● **Required work**
Continue the tutorial that compares linear, polynomial, and regression-tree models on the Boston housing data, starting after its final sentence.

● **Extract**

>>>

In [None]:
import numpy as np
import pandas as pd
import matplotlib.pyplot as plt
from sklearn import datasets

<br>

Let's use the boston dataset again.

Let's use the same DV ('medv') and one predictor ('lstat').

First, let's run Simple Linear Regression and a Second Degree Poly Regression so that we can compare these two models with 
a Regression Tree.

<br>

In [None]:
boston_data=datasets.load_boston()

In [None]:
boston_df=pd.DataFrame(boston_data.data, columns= boston_data.feature_names)

In [None]:
boston_df['medv']= boston_data.target

In [None]:
boston_df.head()

In [None]:
from sklearn.linear_model import LinearRegression
from sklearn.preprocessing import PolynomialFeatures
from sklearn.metrics import r2_score
from sklearn.metrics import mean_squared_error

One of the metrics that we are going to import is the mean_squared_error (MSE) because it is relevant when constructing regression trees.

<<<

● **Extracted entries**

>>>

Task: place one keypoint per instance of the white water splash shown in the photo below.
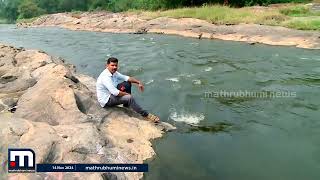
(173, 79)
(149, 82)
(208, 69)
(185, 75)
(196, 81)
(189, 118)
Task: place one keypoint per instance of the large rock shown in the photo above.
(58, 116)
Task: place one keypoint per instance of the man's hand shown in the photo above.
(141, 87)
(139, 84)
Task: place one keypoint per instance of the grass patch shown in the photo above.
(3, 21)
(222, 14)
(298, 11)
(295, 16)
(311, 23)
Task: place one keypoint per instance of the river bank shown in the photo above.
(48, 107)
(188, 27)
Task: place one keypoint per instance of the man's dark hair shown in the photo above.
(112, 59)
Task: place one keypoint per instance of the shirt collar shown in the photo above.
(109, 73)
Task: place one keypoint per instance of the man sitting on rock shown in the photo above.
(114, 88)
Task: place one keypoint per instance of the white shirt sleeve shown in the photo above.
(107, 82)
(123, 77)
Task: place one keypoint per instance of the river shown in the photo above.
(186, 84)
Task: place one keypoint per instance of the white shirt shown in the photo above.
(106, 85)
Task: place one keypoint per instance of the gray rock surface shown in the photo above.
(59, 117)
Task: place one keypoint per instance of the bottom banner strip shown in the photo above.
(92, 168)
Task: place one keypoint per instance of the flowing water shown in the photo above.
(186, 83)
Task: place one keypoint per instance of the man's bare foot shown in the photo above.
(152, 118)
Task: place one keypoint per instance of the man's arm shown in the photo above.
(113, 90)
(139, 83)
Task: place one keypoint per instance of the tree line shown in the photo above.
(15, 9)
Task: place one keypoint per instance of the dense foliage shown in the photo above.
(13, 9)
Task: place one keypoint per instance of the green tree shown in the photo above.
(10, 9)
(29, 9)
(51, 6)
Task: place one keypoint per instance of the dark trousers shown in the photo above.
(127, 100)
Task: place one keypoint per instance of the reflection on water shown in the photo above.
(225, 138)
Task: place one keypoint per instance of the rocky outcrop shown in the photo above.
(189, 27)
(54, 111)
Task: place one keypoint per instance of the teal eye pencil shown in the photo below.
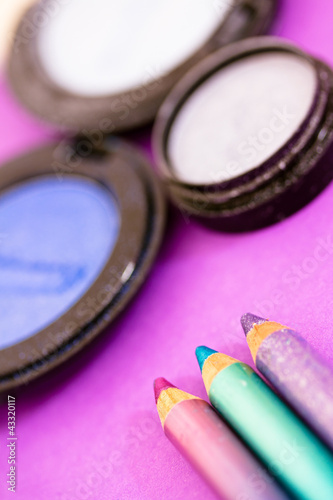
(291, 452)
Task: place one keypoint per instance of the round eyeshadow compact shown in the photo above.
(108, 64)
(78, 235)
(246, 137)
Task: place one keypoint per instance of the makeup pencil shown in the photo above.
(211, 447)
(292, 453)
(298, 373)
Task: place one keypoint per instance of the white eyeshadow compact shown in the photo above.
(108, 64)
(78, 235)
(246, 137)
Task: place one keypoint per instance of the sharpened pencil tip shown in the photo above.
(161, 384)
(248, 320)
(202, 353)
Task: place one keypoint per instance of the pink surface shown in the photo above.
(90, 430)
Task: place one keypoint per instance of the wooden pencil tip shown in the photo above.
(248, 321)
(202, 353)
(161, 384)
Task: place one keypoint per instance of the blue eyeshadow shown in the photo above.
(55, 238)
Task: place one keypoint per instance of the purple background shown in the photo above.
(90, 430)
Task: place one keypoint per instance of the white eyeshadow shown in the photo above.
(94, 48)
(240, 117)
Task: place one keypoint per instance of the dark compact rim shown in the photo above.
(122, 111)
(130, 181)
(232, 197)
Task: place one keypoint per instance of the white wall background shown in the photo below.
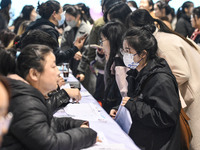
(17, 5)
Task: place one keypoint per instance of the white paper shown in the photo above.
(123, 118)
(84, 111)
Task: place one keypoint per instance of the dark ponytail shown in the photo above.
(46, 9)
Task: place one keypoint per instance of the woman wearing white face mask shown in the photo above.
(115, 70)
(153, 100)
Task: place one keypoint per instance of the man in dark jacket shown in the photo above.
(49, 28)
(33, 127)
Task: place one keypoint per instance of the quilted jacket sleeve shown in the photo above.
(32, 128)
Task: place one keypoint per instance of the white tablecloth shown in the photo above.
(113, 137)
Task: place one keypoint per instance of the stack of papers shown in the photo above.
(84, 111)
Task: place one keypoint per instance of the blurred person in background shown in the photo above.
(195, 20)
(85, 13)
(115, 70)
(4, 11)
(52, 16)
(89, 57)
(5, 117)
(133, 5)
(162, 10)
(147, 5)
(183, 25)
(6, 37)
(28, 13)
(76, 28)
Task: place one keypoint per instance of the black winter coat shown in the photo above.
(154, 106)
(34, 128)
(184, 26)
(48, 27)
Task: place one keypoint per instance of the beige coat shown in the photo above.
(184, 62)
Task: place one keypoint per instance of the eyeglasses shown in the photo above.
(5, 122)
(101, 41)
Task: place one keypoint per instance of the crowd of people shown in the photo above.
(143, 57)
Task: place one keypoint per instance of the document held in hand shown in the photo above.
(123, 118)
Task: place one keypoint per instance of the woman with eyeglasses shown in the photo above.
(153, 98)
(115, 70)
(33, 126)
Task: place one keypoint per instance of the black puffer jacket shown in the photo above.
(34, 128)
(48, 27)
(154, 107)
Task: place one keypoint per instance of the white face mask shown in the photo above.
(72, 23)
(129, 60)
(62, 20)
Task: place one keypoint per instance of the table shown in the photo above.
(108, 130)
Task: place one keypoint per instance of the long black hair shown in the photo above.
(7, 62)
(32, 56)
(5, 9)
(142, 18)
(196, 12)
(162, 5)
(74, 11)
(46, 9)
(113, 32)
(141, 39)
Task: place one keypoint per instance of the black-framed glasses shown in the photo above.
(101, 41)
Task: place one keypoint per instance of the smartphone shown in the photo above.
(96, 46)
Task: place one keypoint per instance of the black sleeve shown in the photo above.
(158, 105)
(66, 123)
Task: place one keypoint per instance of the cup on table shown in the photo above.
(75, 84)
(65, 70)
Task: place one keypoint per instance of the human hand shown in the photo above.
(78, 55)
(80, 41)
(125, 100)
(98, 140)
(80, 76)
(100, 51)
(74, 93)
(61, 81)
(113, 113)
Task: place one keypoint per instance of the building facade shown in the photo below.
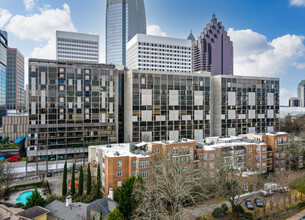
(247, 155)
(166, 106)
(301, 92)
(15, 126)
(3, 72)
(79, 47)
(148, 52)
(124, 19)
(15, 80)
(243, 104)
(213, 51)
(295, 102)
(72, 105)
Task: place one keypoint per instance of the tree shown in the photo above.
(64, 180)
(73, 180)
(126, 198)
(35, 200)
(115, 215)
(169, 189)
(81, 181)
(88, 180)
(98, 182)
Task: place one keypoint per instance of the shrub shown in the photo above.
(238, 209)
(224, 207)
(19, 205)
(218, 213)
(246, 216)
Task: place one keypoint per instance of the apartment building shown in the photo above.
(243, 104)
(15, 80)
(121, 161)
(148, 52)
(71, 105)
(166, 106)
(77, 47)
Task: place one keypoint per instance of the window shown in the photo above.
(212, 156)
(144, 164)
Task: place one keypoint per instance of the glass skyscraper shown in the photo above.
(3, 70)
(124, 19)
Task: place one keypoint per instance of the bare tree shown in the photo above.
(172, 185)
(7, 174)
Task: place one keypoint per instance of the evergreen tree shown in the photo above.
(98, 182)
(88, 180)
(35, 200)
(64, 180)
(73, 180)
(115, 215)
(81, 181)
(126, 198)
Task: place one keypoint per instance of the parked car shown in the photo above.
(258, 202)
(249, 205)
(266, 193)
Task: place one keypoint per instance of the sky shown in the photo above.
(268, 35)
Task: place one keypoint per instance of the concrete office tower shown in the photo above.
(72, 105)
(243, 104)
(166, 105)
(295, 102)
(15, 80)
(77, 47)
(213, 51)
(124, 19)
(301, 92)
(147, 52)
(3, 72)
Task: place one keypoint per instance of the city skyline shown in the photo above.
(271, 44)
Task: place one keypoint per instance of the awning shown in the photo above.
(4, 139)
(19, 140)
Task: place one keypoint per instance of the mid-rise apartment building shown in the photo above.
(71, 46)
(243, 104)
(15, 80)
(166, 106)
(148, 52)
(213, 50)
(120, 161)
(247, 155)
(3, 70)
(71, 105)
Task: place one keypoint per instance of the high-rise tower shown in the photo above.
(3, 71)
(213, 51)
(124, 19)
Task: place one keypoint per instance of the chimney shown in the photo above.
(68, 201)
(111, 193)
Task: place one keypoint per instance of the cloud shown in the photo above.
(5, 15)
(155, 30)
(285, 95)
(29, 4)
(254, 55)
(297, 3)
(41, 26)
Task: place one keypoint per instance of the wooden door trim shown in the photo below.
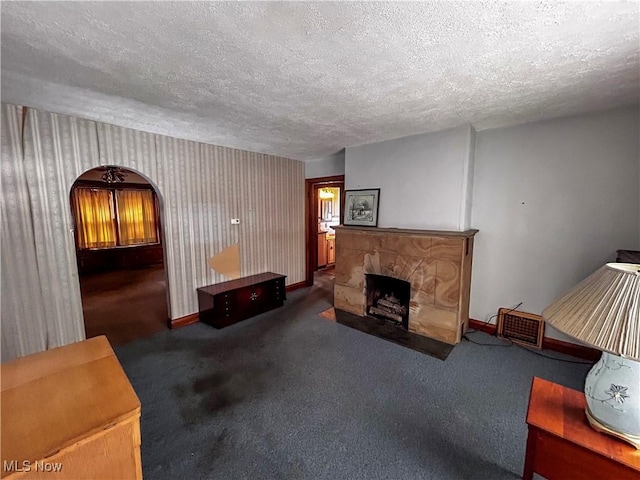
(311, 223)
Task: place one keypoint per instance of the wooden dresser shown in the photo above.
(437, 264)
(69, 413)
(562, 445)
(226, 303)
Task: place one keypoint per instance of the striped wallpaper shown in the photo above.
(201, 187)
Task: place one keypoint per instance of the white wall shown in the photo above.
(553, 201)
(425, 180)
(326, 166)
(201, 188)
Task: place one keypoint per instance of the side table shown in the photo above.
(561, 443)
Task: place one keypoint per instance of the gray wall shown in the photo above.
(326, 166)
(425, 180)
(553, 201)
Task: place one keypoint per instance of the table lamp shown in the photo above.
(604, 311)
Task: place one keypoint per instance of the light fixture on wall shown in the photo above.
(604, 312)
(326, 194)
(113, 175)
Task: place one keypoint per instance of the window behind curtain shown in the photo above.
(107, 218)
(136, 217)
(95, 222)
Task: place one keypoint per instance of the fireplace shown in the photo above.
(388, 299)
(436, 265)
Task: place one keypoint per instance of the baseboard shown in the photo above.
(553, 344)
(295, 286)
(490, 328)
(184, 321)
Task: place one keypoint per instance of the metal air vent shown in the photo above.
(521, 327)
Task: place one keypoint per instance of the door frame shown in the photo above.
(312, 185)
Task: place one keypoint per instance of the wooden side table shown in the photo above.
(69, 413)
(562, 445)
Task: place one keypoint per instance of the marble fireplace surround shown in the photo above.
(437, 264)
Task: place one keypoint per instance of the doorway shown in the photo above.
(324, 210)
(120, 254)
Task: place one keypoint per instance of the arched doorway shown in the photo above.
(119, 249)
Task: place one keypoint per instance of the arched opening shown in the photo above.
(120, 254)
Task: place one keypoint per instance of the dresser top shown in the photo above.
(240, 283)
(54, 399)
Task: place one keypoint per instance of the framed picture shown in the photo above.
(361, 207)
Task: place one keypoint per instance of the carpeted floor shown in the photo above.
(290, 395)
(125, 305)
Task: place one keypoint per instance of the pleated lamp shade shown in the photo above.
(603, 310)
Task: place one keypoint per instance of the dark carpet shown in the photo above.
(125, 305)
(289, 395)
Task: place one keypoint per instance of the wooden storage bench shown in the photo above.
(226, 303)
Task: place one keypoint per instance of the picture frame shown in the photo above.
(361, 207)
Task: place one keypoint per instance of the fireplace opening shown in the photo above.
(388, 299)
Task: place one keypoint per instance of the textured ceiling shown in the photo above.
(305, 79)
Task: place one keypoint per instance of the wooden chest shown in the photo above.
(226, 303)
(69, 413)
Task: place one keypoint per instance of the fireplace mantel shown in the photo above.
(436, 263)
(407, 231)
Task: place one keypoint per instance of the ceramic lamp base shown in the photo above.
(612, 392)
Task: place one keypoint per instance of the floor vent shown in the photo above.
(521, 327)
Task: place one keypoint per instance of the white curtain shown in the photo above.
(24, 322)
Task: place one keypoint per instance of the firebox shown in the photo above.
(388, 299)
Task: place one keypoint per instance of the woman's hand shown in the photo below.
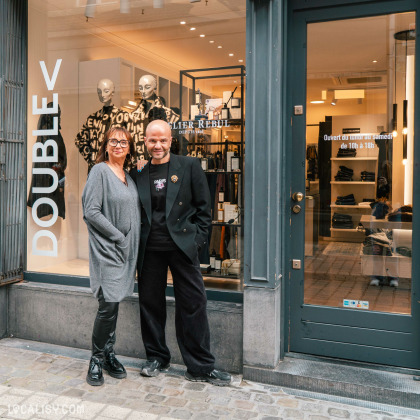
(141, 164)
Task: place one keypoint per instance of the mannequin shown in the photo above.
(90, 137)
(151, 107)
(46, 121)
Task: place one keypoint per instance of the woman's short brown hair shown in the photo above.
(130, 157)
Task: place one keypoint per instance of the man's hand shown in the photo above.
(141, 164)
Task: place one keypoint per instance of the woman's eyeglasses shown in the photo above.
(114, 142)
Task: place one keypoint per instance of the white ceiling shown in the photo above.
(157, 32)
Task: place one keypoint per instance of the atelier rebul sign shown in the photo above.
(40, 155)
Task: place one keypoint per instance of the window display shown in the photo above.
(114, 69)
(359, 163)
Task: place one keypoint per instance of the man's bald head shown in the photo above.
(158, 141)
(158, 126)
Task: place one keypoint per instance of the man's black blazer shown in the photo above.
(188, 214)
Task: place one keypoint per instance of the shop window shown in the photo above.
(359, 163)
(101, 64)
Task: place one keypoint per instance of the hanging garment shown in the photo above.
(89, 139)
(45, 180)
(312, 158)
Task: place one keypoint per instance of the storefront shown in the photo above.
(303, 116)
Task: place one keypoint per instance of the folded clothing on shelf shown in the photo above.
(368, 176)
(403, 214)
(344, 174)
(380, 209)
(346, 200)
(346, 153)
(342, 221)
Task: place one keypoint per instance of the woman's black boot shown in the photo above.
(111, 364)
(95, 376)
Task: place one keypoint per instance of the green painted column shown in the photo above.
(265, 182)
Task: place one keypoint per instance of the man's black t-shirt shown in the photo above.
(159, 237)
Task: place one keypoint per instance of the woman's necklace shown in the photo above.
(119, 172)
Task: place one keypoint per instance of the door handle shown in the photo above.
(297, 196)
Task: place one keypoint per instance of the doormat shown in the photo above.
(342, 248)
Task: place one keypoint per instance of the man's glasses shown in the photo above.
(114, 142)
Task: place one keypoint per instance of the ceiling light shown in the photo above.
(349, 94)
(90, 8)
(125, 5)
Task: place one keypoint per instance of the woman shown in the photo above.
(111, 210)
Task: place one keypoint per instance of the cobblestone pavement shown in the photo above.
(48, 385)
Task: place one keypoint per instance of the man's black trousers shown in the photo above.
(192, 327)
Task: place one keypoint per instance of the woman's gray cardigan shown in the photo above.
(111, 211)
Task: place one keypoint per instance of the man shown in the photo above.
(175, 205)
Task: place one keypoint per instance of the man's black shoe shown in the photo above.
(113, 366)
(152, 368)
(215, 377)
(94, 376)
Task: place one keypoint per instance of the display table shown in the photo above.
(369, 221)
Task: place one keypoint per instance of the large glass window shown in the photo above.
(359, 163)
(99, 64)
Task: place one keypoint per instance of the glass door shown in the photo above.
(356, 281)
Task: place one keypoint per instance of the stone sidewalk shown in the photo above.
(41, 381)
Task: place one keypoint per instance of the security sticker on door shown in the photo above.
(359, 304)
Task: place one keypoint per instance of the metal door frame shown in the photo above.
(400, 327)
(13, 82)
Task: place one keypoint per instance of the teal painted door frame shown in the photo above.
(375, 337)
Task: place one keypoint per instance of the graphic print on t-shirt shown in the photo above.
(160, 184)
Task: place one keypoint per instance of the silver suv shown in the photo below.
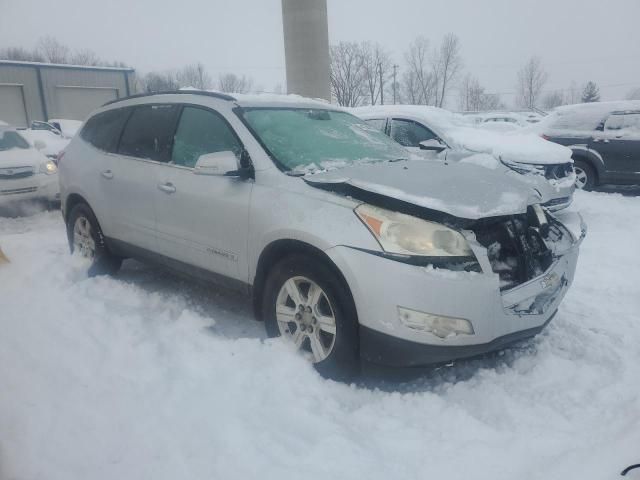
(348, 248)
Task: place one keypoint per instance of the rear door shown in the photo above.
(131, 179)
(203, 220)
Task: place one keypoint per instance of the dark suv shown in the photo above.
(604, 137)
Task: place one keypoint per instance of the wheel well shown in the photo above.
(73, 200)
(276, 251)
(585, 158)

<<<

● **Exercise answer**
### Simple Linear Regression with Scikit-learn

In [None]:
simple_reg_object= LinearRegression(fit_intercept=True)

In [None]:
X= boston_df['LSTAT'].values.reshape(-1,1)

In [None]:
y= boston_df['medv'].values

In [None]:
simple_reg_object.fit(X, y)

In [None]:
np.round ( r2_score(y, simple_reg_object.predict(X)), 2)

In [None]:
np.round( mean_squared_error(y, simple_reg_object.predict(X)), 2)

### Second degree polynomial regression with scikit-learn

In [None]:
poly2_object= PolynomialFeatures(degree=2)

In [None]:
X_poly2= poly2_object.fit_transform(X)

In [None]:
poly2_reg_object = LinearRegression(fit_intercept=True)

In [None]:
poly2_reg_object.fit(X_poly2, y)

In [None]:
round ( r2_score(y, poly2_reg_object.predict(X_poly2)), 2)

In [None]:
# Adj R Squared

top= sum((y - poly2_reg_object.predict(X_poly2))**2)/ (y.size-2-1)

bottom= sum((y - y.mean())**2)/(y.size-1)

round (1-(top/bottom), 2)

In [None]:
round (mean_squared_error(y, poly2_reg_object.predict(X_poly2)), 2)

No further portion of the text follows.